PROBLEM REQUIREMENTS:
Look over the lines below. Report each one that includes the string "ocean".

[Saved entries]
● ● ● ● ● ● ●
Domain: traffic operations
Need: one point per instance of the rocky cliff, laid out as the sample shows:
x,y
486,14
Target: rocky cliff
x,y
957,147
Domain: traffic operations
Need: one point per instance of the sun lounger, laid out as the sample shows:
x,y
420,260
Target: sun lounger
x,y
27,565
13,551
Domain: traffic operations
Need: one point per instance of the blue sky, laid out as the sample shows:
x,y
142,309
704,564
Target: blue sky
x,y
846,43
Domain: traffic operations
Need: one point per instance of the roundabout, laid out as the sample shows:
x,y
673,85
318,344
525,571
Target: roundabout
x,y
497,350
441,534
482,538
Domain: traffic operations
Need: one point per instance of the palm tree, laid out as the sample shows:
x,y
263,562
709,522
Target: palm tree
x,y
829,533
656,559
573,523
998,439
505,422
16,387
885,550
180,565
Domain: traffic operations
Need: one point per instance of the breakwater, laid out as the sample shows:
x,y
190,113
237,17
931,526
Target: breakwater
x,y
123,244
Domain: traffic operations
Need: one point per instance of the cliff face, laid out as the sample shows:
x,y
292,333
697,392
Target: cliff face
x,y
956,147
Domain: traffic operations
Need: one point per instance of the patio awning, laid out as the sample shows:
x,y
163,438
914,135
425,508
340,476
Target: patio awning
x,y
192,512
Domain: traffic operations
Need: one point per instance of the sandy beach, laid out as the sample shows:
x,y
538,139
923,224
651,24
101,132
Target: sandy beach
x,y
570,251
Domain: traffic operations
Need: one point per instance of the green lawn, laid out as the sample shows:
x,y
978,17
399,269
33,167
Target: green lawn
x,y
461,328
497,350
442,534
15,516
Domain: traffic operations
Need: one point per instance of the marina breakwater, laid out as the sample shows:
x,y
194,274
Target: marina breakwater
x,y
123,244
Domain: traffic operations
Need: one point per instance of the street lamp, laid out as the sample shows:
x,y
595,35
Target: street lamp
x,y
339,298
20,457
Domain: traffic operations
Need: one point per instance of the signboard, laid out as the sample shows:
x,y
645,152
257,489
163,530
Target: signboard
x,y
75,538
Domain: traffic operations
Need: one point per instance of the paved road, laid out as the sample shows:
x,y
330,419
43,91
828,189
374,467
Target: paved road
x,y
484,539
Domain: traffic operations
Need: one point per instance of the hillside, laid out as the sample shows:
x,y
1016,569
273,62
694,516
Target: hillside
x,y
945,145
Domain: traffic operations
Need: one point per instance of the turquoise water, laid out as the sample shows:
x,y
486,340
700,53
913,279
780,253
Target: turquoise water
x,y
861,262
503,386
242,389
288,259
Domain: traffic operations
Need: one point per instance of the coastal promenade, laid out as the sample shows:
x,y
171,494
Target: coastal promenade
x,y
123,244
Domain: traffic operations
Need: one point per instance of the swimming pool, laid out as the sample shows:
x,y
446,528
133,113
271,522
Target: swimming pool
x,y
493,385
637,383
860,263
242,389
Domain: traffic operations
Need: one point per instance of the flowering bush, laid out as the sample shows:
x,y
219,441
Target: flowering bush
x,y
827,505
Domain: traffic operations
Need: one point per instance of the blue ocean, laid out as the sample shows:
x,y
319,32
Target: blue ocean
● ● ● ● ● ● ●
ANSWER FOR THIS EXERCISE:
Need: one point per instance of the blue ocean, laid out as the sample shows:
Target: blue ocean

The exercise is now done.